== Aim of the task ==
Rewrite every row below, replacing each occurrence of "target" with "object" and keeping everything else the same.
-- START Record excerpts --
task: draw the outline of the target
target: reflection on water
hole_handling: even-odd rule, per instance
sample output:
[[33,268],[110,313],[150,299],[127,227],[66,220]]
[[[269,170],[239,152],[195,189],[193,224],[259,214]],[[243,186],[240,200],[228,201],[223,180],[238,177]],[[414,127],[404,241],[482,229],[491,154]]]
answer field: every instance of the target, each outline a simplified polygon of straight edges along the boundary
-- END Record excerpts --
== Exercise response ==
task: draw the outline of the object
object: reflection on water
hole_handling: even-odd rule, per instance
sample output:
[[33,268],[110,313],[150,299],[127,227],[66,220]]
[[[269,170],[239,152],[195,189],[193,224],[259,214]],[[243,186],[240,200],[228,201],[223,180],[238,177]],[[414,127],[404,241],[482,229],[491,154]]]
answer field: every instance of the object, each outline a simplified polygon of straight edges along the boundary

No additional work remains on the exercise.